##### SOURCE MATERIAL #####

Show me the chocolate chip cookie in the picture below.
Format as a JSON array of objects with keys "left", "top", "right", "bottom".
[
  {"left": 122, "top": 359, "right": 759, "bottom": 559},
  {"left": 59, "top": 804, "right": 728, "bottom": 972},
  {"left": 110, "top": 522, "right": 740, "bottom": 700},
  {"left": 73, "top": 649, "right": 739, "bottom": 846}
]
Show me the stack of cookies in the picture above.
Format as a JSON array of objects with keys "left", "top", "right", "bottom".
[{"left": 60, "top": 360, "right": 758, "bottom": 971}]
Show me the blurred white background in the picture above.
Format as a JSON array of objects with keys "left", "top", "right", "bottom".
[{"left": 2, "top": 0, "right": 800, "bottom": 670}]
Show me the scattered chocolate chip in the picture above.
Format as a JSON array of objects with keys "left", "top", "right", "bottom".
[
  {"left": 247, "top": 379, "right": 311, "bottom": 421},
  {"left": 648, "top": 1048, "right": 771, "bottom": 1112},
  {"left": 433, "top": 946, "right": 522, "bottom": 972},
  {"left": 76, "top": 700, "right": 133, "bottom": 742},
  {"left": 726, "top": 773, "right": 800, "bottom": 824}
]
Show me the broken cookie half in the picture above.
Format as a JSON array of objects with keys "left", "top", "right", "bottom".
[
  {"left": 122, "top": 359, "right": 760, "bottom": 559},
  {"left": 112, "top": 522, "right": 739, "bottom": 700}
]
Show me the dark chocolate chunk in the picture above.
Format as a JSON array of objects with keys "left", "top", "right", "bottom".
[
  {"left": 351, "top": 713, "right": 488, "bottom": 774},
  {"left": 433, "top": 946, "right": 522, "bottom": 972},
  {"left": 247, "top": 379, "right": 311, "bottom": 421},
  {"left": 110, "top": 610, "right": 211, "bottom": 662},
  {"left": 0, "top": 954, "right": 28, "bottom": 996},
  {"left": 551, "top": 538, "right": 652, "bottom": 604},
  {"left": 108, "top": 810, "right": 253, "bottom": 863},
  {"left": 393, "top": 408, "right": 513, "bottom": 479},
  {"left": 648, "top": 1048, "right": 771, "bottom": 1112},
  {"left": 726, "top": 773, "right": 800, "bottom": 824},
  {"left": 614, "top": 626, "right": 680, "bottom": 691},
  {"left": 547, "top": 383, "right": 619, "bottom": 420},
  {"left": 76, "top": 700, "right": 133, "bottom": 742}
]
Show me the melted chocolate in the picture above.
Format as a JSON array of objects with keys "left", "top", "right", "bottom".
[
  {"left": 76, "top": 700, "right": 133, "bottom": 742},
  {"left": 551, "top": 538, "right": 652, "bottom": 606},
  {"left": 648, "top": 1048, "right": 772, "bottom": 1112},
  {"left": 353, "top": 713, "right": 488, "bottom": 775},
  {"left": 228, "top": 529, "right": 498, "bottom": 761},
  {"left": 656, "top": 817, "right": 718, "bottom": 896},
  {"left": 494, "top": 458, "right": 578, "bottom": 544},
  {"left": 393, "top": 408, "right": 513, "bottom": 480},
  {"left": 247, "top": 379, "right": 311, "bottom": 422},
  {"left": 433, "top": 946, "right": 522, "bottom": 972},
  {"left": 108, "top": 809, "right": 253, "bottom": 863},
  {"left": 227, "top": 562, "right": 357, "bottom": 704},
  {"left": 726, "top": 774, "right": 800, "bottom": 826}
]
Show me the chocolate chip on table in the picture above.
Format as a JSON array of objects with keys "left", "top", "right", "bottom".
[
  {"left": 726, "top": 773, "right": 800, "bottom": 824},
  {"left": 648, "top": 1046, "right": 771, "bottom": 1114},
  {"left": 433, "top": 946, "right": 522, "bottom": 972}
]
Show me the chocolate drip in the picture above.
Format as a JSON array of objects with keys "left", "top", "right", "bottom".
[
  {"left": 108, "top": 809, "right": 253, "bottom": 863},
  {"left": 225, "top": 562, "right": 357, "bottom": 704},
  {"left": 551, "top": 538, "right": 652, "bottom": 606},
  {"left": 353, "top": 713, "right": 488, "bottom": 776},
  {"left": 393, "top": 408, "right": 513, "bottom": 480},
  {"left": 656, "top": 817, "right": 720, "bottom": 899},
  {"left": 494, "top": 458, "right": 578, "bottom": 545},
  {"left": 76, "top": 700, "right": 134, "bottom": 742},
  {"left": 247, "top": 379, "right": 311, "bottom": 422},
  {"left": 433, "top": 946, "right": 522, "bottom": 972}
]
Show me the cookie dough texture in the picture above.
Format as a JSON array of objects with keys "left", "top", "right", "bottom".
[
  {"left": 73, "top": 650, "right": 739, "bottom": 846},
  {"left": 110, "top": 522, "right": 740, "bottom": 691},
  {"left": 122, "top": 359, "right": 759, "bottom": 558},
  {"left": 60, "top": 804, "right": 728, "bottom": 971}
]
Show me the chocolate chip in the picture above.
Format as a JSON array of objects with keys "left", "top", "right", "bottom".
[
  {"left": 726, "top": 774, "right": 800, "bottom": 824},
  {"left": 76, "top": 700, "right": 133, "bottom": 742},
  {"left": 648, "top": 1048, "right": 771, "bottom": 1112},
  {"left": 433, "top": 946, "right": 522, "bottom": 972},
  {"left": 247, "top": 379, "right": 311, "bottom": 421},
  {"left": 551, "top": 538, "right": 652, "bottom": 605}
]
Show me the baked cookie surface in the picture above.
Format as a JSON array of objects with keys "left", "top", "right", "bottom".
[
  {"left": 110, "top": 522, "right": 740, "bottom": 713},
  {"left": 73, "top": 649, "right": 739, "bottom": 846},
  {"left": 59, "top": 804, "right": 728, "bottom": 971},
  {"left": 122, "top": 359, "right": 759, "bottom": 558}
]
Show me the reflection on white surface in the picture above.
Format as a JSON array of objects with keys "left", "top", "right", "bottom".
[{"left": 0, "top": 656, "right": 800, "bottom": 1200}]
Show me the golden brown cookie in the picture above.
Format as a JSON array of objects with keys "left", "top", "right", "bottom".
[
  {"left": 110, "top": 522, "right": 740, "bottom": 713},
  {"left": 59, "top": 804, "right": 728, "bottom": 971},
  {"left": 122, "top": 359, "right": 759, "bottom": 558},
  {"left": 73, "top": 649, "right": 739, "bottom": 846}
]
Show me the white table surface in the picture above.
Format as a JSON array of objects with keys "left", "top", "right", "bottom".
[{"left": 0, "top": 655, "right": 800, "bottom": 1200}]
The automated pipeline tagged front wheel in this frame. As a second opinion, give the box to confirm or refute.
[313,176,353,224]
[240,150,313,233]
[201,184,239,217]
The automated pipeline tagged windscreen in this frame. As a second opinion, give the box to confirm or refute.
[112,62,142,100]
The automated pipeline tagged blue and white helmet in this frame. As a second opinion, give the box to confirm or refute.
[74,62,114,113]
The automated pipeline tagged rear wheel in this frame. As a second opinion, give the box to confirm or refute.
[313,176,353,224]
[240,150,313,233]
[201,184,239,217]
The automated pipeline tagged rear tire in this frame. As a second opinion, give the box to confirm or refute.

#####

* [SHORT PROBLEM]
Can you write out the items again, word for word, starting at the line that contains "The automated pipeline tagged blue" and ending after the line that contains "[74,62,114,113]"?

* [WRITTEN RESPONSE]
The automated pipeline tagged blue and white helmet in this frame. As a second opinion, give the box to confirm or refute.
[74,62,114,113]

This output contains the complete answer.